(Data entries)
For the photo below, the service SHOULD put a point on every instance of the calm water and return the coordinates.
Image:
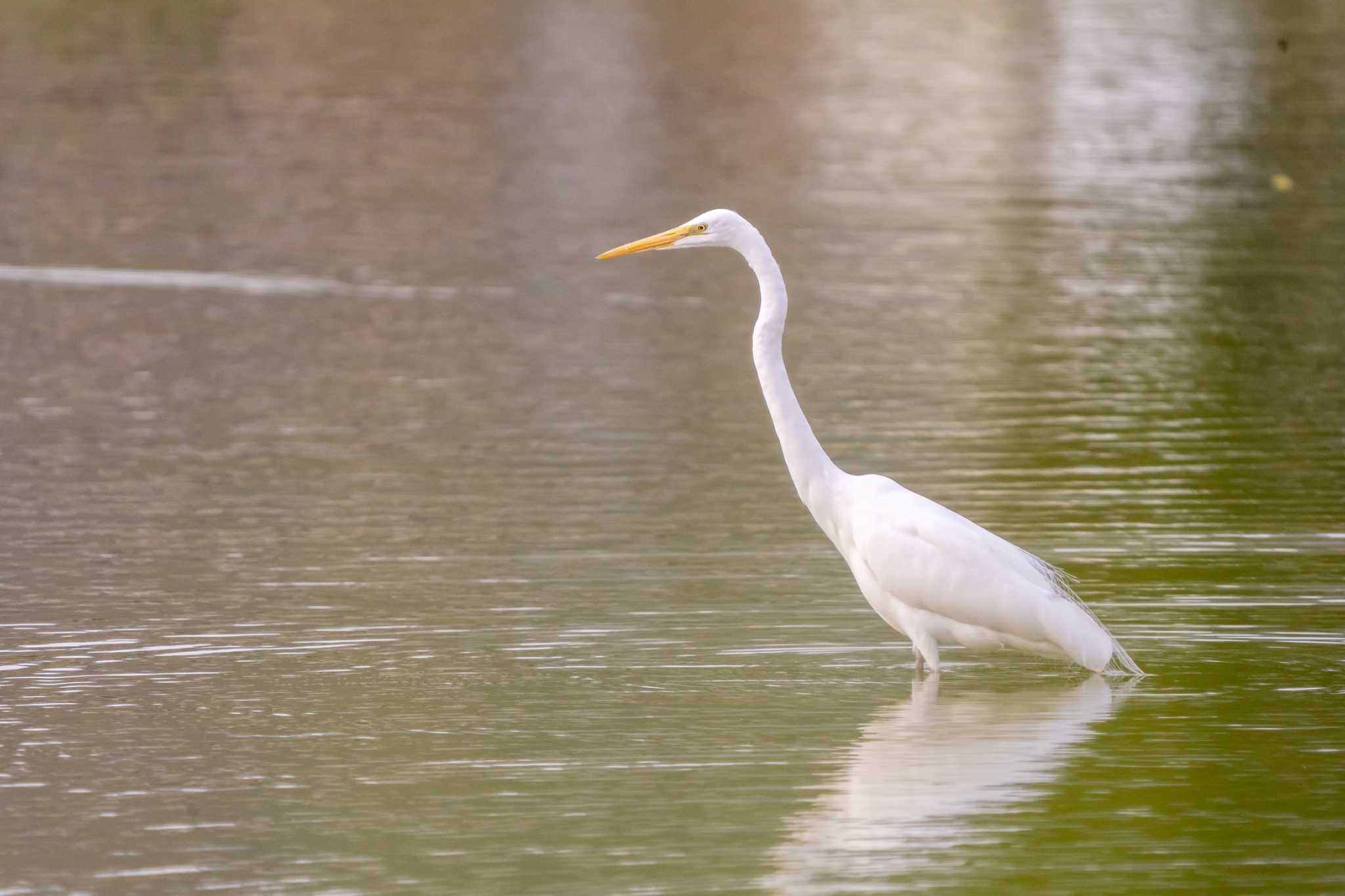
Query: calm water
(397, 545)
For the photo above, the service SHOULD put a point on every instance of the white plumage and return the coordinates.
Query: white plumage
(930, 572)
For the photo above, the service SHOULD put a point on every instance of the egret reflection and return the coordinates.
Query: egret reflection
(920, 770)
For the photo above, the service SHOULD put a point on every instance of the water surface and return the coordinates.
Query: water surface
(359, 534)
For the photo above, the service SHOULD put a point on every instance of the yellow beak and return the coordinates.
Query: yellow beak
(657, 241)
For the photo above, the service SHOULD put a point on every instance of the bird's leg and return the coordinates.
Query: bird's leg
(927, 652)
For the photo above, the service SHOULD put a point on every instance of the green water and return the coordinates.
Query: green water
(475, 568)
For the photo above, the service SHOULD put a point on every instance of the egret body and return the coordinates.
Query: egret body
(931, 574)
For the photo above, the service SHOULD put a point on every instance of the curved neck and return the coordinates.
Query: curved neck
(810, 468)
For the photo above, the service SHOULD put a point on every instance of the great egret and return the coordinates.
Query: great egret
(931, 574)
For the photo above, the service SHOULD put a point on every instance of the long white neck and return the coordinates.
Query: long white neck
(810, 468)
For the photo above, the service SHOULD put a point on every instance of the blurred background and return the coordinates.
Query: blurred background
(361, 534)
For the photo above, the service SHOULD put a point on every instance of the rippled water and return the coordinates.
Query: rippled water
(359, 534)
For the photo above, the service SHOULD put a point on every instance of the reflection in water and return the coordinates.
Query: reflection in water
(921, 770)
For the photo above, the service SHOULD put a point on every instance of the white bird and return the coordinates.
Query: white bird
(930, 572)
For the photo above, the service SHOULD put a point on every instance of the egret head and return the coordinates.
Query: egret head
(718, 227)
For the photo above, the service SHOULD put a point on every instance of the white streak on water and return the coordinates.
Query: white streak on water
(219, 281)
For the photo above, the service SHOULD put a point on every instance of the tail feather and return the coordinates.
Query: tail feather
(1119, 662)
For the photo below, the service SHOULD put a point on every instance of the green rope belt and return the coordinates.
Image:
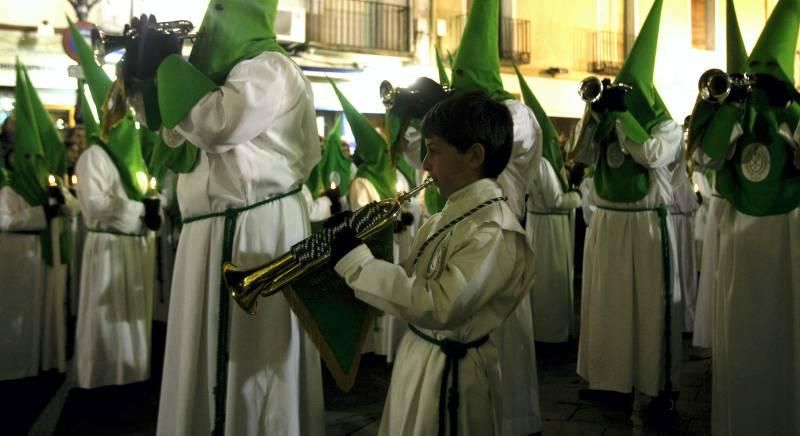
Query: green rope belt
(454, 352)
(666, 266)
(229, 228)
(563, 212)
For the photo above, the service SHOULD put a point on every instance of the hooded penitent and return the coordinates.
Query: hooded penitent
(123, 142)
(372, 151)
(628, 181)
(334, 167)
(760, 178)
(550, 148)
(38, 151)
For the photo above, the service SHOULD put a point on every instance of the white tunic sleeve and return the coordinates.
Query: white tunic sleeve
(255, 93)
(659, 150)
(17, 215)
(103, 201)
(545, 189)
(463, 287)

> **Your goal**
A verbatim copy of all the records, minus the pictures, is the expected answer.

> **Output below**
For the photo below, the service SHOULD put a point on every instance of the calm water and return the coordinates.
Image:
Query: calm water
(397, 545)
For the photo above, the service SHOULD put a point on every instance of the white plumage and return the coordinates.
Query: white plumage
(930, 572)
For the photo above, the service SHOULD put a point on every instance of the egret reflection and return the coordinates.
Query: egret reflection
(920, 770)
For the photo above, the service SHOULD put a point on every instance of the water surface and return the coordinates.
Query: water surface
(359, 534)
For the photo above, the service SHOULD put a point on every instance of the yellow beak and return the coordinates.
Query: yellow beak
(657, 241)
For the photo above, the service SHOULD put a point on every instance of the bird's leg and return the coordinates.
Query: bird's leg
(927, 652)
For the photo above, the service SHOULD put a point on every instance of the green water and return the coordinates.
Query: green water
(475, 568)
For the photo above, the service SHOULD put a point on every instance of the egret body and return the coordinates.
Query: egret body
(931, 574)
For the photo above, the service SHOULD put a point on every instance of the curved neck and return the coordinates.
Query: curved neck
(810, 468)
For the photo above, the service SHOULD put a point on every instance of the great egret and return the coordinates.
Query: great egret
(931, 574)
For the photo above, the service SHOULD put a point on every instance of the long white neck and return the coordinates.
Query: long white neck
(810, 468)
For the photo above, the service SHOULD put a point on every instance of the blurred background and return the coordinates.
Query: blurred background
(361, 534)
For the photo above, the service SHOULD put a point on every instance of the rippled water and return the coordinates.
Query: rippled water
(359, 534)
For the photo above, the service SHOULD put a point on every instance of the reflection in water and return the coordinates.
Query: reflection in water
(921, 770)
For the photo above, the service SHOULD put a point on every instance of the white bird and return the coordinates.
Query: white bird
(930, 572)
For the photo above, the service SHOULD put a point on every instance of the egret head and return the coordinates.
Query: egret head
(718, 227)
For the photo above, the service SHOULD put a point on every instance of the white streak on water and return the coordinates.
Query: white streak on water
(219, 281)
For the photo above, the service SHOULD put a point on every instance of the tail feather and return the coordinates.
Query: tail feather
(1119, 662)
For the photo below, the service SHOULD put a point on every instance of the green rope belt and return the coordinates.
Image:
Query: green rope belt
(454, 352)
(666, 266)
(229, 228)
(563, 212)
For the photo above, the service SHOULD put a point on every instance of the hooded penitent and return the coordinates.
Query: hooded penitent
(123, 142)
(372, 151)
(628, 181)
(334, 167)
(760, 178)
(550, 148)
(38, 151)
For the photo above, the service SHOULD put a point on every instance of the white tunic sleeve and return the coordinates.
Query: white tunic sleeve
(255, 93)
(659, 150)
(17, 215)
(103, 201)
(545, 189)
(463, 287)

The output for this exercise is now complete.